**Assignment**: Give every entry again precisely as it appears.

**Data entries**:

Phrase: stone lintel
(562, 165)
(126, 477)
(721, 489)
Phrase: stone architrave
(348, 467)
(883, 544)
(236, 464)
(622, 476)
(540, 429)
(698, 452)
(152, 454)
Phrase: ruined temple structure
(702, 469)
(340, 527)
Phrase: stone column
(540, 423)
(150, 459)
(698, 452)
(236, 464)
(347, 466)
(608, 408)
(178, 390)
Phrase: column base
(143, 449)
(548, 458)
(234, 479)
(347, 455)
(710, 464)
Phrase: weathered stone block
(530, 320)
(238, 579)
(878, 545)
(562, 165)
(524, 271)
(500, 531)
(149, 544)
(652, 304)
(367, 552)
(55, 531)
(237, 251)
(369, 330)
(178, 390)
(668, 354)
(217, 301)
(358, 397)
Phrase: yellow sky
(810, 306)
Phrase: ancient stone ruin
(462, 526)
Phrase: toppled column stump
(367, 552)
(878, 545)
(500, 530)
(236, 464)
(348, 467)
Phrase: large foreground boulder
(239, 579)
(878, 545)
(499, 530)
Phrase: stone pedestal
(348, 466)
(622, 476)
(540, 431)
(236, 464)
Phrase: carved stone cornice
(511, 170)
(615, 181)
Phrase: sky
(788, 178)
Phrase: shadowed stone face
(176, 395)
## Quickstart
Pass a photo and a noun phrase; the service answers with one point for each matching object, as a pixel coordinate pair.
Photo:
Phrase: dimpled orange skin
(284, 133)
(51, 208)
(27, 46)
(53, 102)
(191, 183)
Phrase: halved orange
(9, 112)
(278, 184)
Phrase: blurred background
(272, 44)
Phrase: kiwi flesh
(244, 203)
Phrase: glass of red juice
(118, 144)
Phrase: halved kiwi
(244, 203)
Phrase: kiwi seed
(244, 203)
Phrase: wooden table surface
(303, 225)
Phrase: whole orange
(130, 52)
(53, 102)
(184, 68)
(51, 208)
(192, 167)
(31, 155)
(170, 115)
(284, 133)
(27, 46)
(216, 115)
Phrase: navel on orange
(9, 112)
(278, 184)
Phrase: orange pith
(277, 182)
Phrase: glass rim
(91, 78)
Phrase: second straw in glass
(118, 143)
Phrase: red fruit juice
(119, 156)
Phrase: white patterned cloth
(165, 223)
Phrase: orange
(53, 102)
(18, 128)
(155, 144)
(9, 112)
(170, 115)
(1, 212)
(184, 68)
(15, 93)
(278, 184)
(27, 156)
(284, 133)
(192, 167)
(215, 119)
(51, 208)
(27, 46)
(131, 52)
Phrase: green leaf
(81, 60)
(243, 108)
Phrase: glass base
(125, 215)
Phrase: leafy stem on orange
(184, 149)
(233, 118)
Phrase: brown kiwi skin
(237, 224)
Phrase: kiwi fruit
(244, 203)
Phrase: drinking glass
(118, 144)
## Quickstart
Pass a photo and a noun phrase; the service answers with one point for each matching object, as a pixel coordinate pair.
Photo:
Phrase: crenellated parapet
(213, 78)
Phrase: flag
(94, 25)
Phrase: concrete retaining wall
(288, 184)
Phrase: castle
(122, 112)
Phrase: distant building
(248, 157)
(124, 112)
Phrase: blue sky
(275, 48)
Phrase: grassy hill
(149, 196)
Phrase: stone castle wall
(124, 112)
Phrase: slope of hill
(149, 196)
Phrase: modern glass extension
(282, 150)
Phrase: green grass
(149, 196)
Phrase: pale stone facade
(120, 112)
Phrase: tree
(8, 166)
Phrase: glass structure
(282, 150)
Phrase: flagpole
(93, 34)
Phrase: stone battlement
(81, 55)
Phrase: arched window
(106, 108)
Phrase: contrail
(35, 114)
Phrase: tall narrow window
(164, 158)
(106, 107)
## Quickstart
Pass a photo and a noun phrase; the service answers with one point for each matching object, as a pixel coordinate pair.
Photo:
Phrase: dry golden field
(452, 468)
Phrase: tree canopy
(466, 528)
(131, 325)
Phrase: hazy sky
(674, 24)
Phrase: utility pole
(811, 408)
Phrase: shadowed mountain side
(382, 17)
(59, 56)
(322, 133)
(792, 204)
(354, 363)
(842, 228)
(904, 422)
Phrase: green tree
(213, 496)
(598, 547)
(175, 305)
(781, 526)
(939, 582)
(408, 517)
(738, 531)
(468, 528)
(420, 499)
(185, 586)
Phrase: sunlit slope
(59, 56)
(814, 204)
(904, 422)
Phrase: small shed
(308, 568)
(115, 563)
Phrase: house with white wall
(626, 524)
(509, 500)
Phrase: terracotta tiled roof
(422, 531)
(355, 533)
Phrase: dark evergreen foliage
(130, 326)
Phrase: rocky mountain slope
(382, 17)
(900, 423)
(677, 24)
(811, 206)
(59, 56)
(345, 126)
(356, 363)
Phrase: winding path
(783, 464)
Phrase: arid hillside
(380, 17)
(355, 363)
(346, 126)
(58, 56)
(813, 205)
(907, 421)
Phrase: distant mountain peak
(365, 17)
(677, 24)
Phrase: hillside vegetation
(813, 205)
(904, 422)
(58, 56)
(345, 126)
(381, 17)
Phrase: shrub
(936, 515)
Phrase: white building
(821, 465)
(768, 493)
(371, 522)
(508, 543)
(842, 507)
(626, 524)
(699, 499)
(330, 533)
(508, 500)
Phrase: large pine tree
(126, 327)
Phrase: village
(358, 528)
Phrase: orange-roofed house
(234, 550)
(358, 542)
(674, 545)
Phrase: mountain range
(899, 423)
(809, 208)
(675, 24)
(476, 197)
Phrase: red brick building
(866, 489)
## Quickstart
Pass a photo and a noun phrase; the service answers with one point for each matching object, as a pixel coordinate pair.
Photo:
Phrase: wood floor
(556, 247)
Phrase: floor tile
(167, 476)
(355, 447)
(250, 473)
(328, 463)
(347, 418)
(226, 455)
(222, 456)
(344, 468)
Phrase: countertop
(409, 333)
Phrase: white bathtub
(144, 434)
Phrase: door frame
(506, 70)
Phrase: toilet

**Answer below**:
Phrase: stone lintel
(562, 165)
(126, 477)
(721, 489)
Phrase: stone architrave
(348, 467)
(883, 544)
(236, 464)
(622, 476)
(540, 429)
(698, 452)
(152, 454)
Phrase: ruined temple structure
(702, 469)
(340, 527)
Phrase: stone column
(540, 423)
(150, 459)
(698, 452)
(236, 464)
(347, 466)
(608, 408)
(178, 390)
Phrase: column base
(143, 449)
(548, 458)
(234, 479)
(347, 455)
(710, 464)
Phrase: weathered stone block
(530, 320)
(238, 579)
(878, 545)
(562, 165)
(524, 271)
(500, 531)
(149, 544)
(652, 304)
(367, 552)
(55, 531)
(237, 251)
(369, 330)
(178, 390)
(668, 354)
(217, 301)
(358, 397)
Phrase: yellow sky
(810, 306)
Phrase: ancient stone ruin
(462, 526)
Phrase: toppled column stump
(367, 552)
(878, 545)
(500, 530)
(236, 464)
(348, 467)
Phrase: large foreground boulder
(239, 579)
(878, 545)
(499, 530)
Phrase: stone pedestal
(348, 466)
(622, 476)
(540, 431)
(236, 464)
Phrase: carved stone cornice
(511, 170)
(615, 181)
Phrase: sky
(788, 178)
Phrase: shadowed stone face
(176, 395)
## Quickstart
Pass a photo and a noun phrase; the service answers with one point for each matching object, as a pixel coordinate pair.
Photo:
Phrase: dimpled orange skin
(284, 133)
(51, 208)
(27, 46)
(53, 102)
(191, 183)
Phrase: halved orange
(9, 112)
(278, 184)
Phrase: blurred background
(272, 44)
Phrase: kiwi flesh
(244, 203)
Phrase: glass of red juice
(118, 144)
Phrase: halved kiwi
(244, 203)
Phrase: kiwi seed
(244, 203)
Phrase: wooden table surface
(303, 225)
Phrase: whole orange
(130, 52)
(53, 102)
(184, 68)
(51, 208)
(192, 167)
(31, 155)
(170, 115)
(284, 133)
(27, 46)
(216, 115)
Phrase: navel on orange
(9, 112)
(278, 184)
Phrase: orange pith
(277, 182)
Phrase: glass rim
(91, 78)
Phrase: second straw in glass
(118, 143)
Phrase: red fruit juice
(119, 156)
Phrase: white patterned cloth
(165, 223)
Phrase: orange
(53, 102)
(18, 128)
(155, 144)
(9, 112)
(170, 115)
(1, 212)
(184, 68)
(15, 93)
(278, 184)
(27, 156)
(284, 133)
(192, 167)
(215, 119)
(51, 208)
(27, 46)
(131, 52)
Phrase: green leaf
(81, 60)
(243, 108)
Phrase: glass base
(125, 215)
Phrase: leafy stem on orange
(184, 149)
(233, 118)
Phrase: brown kiwi skin
(237, 224)
Phrase: kiwi fruit
(244, 203)
Phrase: drinking glass
(118, 144)
## Quickstart
Pass a photo and a noun phrase; the service answers with one point for each matching object, as a pixel coordinate pair.
Photo:
Phrase: crenellated parapet
(213, 78)
Phrase: flag
(94, 25)
Phrase: concrete retaining wall
(288, 184)
Phrase: castle
(122, 112)
Phrase: distant building
(248, 157)
(124, 112)
Phrase: blue sky
(275, 48)
Phrase: grassy hill
(149, 196)
Phrase: stone castle wall
(124, 112)
Phrase: slope of hill
(149, 196)
Phrase: modern glass extension
(282, 150)
Phrase: green grass
(149, 196)
Phrase: pale stone facade
(120, 112)
Phrase: tree
(8, 166)
Phrase: glass structure
(282, 150)
Phrase: flagpole
(93, 34)
Phrase: stone battlement
(81, 55)
Phrase: arched window
(106, 108)
Phrase: contrail
(35, 114)
Phrase: tall narrow window
(164, 158)
(106, 107)
## Quickstart
Pass a photo and a noun phrase; the service answers with one point for each matching object, as a pixel coordinate pair.
Photo:
Phrase: dry golden field
(452, 468)
Phrase: tree canopy
(466, 528)
(131, 325)
Phrase: hazy sky
(674, 24)
Phrase: utility pole
(811, 408)
Phrase: shadowed mountain side
(382, 17)
(59, 56)
(322, 133)
(792, 204)
(354, 363)
(842, 228)
(904, 422)
Phrase: green tree
(213, 496)
(598, 547)
(175, 305)
(781, 526)
(939, 582)
(408, 517)
(738, 531)
(468, 528)
(420, 499)
(185, 586)
Phrase: sunlit slope
(59, 56)
(814, 204)
(904, 422)
Phrase: small shed
(308, 568)
(115, 563)
Phrase: house with white wall
(626, 524)
(509, 500)
Phrase: terracotta tiled roof
(422, 531)
(355, 533)
Phrase: dark evergreen foliage
(130, 326)
Phrase: rocky mountain slope
(382, 17)
(900, 423)
(677, 24)
(811, 206)
(59, 56)
(345, 126)
(356, 363)
Phrase: winding path
(783, 464)
Phrase: arid hillside
(380, 17)
(355, 363)
(346, 126)
(58, 56)
(813, 205)
(907, 421)
Phrase: distant mountain peak
(365, 17)
(677, 24)
Phrase: hillside vegetation
(813, 205)
(904, 422)
(58, 56)
(345, 126)
(381, 17)
Phrase: shrub
(936, 515)
Phrase: white building
(821, 465)
(768, 493)
(371, 522)
(508, 543)
(842, 507)
(626, 524)
(699, 499)
(330, 533)
(508, 500)
Phrase: large pine tree
(126, 327)
Phrase: village
(358, 528)
Phrase: orange-roofed house
(234, 550)
(358, 542)
(674, 545)
Phrase: mountain range
(899, 423)
(809, 208)
(675, 24)
(476, 197)
Phrase: red brick building
(866, 489)
## Quickstart
Pass a photo and a noun phrase; the service answers with one point for each matching object, as a pixel coordinate pair.
Photo:
Phrase: wood floor
(556, 247)
Phrase: floor tile
(167, 476)
(355, 447)
(250, 473)
(328, 463)
(347, 418)
(226, 455)
(222, 456)
(344, 468)
Phrase: countertop
(409, 333)
Phrase: white bathtub
(144, 434)
Phrase: door frame
(506, 70)
Phrase: toilet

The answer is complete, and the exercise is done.